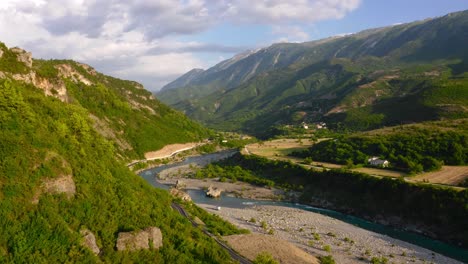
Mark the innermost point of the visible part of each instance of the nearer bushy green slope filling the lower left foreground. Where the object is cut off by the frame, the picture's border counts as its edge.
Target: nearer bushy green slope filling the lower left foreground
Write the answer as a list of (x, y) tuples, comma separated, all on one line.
[(42, 139)]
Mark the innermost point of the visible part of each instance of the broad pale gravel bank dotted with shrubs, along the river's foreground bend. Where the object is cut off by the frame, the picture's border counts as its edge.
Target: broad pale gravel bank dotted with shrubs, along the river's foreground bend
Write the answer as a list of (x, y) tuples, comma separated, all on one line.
[(322, 235)]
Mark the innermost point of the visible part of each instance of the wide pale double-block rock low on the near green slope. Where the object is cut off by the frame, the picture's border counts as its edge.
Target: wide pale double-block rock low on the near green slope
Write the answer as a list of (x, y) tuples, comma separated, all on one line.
[(150, 237)]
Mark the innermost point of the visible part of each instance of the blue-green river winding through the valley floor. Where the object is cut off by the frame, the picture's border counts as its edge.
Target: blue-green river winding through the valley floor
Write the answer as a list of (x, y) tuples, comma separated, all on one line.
[(198, 196)]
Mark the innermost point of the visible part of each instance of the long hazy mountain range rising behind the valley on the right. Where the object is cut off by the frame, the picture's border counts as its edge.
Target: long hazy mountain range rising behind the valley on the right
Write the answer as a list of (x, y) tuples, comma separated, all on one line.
[(391, 75)]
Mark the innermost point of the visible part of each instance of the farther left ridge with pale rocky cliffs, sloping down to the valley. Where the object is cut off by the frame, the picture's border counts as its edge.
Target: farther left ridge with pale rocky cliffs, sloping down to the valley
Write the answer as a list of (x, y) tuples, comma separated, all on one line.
[(122, 111)]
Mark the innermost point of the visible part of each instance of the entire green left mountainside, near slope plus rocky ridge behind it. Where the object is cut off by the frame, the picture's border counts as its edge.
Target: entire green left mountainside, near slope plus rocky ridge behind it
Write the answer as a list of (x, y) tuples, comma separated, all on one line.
[(66, 195)]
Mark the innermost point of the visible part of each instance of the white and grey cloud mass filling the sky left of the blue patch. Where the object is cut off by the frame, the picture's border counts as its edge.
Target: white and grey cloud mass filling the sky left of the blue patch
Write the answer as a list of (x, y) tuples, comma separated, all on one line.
[(142, 39)]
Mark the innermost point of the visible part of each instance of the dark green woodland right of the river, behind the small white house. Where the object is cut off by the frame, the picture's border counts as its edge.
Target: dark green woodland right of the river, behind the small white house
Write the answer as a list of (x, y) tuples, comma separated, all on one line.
[(412, 149)]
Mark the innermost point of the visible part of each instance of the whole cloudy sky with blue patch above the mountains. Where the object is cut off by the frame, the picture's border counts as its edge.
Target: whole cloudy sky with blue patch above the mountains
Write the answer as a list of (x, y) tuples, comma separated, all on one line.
[(155, 41)]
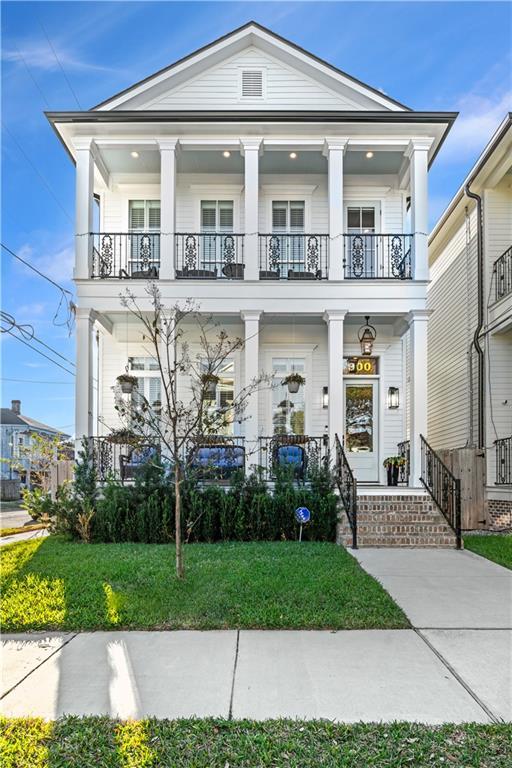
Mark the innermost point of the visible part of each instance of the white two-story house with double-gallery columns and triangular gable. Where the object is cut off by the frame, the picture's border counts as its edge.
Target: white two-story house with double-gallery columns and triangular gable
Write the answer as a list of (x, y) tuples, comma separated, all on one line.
[(290, 200)]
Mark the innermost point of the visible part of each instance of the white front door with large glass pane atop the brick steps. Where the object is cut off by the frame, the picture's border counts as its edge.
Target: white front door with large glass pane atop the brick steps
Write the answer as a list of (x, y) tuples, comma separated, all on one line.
[(362, 428)]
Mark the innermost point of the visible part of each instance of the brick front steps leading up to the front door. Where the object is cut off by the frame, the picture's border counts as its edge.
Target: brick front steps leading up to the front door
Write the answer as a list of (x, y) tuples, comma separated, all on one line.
[(397, 521)]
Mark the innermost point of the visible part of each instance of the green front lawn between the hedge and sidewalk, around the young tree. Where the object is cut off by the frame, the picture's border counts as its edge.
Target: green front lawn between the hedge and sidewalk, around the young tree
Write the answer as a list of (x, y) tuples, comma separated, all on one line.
[(52, 583)]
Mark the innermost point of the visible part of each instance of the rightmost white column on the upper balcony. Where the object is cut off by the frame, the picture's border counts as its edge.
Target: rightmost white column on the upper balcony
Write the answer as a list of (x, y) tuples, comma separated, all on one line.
[(417, 151)]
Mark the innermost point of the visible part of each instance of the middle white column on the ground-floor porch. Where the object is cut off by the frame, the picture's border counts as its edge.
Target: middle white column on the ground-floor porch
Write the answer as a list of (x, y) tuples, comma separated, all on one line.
[(251, 320)]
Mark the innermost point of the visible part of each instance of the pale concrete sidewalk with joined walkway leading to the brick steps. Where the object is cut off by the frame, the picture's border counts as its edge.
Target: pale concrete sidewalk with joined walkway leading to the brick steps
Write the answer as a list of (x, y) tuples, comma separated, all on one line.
[(429, 675)]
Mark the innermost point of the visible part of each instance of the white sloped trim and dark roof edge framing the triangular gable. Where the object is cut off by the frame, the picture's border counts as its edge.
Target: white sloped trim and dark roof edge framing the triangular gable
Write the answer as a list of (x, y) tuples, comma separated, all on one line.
[(249, 33)]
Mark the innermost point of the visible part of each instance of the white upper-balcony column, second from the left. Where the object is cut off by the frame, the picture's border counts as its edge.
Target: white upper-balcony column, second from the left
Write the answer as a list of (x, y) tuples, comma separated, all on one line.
[(167, 207)]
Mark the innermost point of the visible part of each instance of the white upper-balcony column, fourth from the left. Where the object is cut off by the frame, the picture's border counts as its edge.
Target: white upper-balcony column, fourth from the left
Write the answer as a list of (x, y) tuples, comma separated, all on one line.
[(334, 149)]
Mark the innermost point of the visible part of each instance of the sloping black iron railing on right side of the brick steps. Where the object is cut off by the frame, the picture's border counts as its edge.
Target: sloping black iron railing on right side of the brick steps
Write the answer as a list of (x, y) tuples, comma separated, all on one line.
[(443, 487)]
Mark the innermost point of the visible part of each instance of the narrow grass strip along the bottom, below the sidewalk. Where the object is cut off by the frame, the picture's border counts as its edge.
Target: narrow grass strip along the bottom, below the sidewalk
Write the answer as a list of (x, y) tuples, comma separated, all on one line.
[(98, 742)]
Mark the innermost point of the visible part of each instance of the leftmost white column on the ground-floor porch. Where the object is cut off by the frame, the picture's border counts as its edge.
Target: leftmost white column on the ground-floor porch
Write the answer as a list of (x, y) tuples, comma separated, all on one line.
[(84, 394)]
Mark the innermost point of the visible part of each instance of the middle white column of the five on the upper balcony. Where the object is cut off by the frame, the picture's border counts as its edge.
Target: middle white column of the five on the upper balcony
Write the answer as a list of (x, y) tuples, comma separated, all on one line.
[(250, 149)]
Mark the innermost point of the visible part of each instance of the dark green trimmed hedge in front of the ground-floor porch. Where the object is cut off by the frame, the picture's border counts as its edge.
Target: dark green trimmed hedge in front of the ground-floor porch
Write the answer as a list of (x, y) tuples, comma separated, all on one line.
[(246, 510)]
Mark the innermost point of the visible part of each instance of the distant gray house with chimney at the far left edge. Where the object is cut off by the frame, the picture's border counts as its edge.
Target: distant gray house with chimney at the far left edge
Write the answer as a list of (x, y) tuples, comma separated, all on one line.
[(16, 432)]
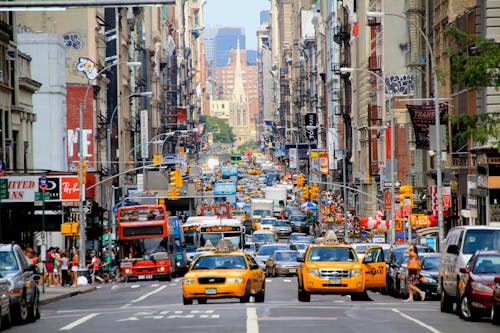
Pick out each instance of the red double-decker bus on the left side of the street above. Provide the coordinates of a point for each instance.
(146, 241)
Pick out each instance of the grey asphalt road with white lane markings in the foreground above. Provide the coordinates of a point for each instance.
(151, 306)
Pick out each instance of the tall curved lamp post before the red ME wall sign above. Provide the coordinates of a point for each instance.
(81, 213)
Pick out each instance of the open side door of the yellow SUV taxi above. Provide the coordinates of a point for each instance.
(374, 268)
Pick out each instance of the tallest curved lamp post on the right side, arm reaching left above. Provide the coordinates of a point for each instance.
(439, 179)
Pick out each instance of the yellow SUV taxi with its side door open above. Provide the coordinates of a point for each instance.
(333, 268)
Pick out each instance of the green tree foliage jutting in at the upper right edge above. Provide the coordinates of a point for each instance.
(475, 64)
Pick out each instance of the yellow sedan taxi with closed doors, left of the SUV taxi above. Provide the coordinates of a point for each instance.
(223, 273)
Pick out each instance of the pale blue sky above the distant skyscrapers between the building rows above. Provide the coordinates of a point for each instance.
(237, 13)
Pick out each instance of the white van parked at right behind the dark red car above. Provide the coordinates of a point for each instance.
(458, 246)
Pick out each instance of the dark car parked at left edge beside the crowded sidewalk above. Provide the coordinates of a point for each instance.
(24, 293)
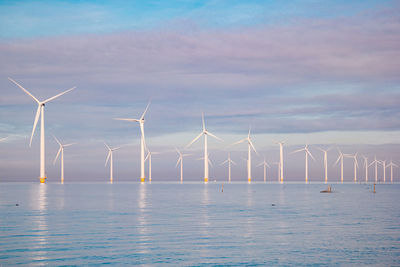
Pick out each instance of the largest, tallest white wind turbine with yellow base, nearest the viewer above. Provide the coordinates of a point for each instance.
(40, 112)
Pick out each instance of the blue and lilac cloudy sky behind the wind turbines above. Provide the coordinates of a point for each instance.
(323, 73)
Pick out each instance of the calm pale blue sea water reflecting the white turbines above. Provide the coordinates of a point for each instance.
(197, 224)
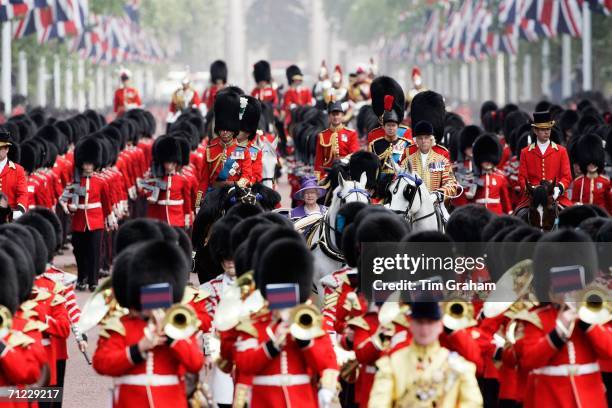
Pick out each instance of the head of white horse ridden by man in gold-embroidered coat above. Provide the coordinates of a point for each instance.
(410, 197)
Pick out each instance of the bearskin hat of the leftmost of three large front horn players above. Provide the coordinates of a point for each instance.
(156, 262)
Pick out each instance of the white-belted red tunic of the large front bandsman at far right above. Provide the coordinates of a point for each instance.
(543, 352)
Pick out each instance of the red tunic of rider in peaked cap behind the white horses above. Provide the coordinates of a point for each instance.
(334, 144)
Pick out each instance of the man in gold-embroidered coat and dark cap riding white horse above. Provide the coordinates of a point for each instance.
(433, 168)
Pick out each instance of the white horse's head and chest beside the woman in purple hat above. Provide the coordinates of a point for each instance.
(321, 238)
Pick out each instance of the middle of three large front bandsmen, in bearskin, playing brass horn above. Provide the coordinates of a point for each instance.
(284, 359)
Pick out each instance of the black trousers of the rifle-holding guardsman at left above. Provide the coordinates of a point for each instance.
(87, 253)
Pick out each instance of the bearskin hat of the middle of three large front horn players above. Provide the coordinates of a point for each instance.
(286, 261)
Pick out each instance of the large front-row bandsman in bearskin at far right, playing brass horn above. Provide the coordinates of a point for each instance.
(562, 345)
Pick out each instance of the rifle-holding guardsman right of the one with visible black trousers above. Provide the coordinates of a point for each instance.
(168, 193)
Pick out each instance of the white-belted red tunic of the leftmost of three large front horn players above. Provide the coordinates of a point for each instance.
(135, 376)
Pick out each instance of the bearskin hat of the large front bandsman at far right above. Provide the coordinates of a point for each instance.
(547, 255)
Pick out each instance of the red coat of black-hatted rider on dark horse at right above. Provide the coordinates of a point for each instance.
(553, 165)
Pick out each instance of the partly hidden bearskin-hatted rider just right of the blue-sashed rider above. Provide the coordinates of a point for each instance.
(249, 123)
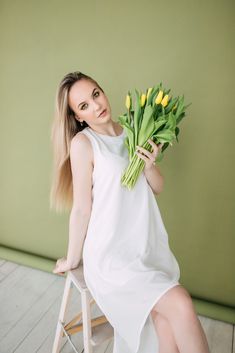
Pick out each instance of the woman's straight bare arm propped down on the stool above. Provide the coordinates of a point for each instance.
(82, 167)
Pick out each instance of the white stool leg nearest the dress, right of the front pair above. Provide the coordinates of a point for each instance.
(86, 319)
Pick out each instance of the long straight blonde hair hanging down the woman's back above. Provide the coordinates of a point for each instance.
(64, 127)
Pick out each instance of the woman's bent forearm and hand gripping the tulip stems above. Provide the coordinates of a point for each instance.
(151, 170)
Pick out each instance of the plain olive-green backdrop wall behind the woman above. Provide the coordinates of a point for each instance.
(189, 46)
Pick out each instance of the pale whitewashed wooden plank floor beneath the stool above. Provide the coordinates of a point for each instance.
(29, 307)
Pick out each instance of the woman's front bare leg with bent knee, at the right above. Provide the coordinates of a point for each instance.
(177, 307)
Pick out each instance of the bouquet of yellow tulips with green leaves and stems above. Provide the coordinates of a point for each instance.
(154, 116)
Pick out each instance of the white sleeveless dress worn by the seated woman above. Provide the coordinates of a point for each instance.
(127, 262)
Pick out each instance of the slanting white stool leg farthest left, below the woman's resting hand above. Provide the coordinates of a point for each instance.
(64, 303)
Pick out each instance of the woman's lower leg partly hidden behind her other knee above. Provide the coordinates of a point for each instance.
(165, 335)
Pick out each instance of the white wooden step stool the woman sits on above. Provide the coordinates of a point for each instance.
(95, 331)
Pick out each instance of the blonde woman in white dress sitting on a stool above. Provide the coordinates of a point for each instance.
(118, 233)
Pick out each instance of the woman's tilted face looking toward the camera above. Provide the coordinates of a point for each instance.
(88, 101)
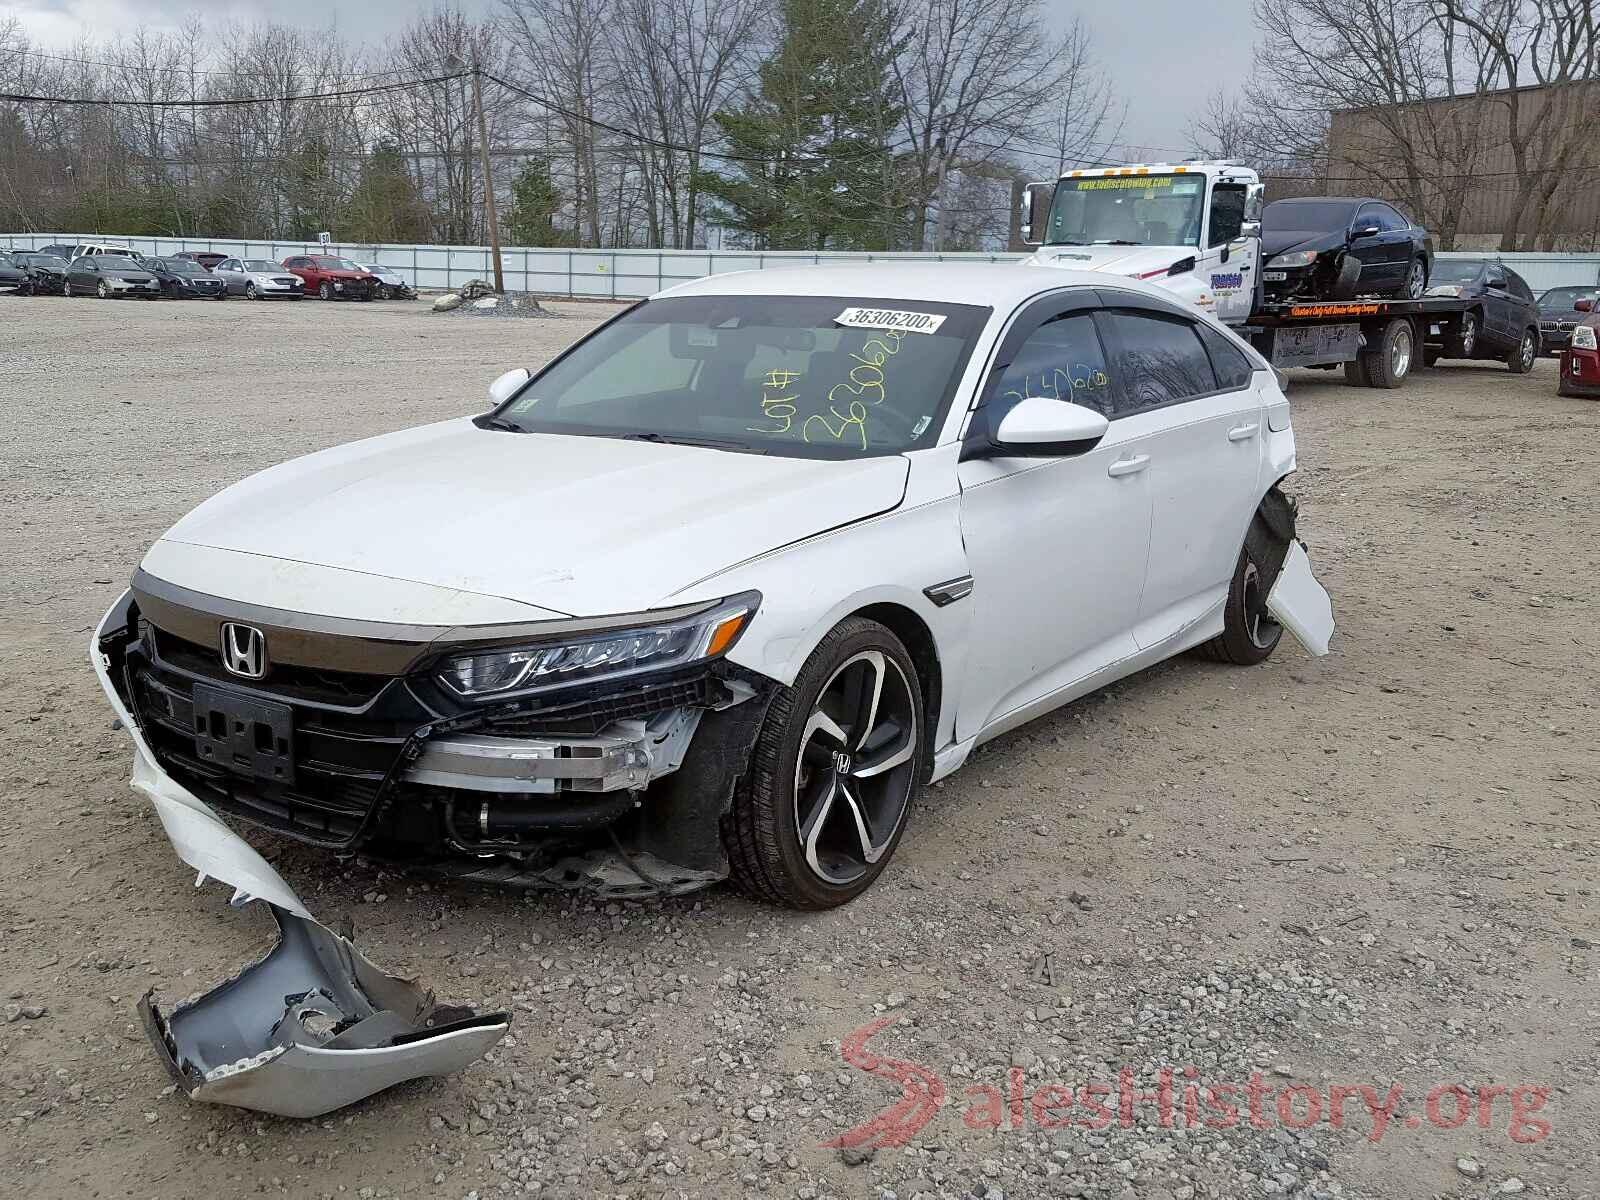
----
» EXERCISE DIRECTIONS
For the word "walkway", show every line of the entries that holds it.

» RESPONSE TO THIS TASK
Mark the innermost point of the visible part of each instance of the pale concrete sidewalk with joined walkway leading to the brick steps. Where the object is cut off by the frame, the picture's border counts as its edge.
Target: pale concrete sidewalk with joined walkway leading to the brick steps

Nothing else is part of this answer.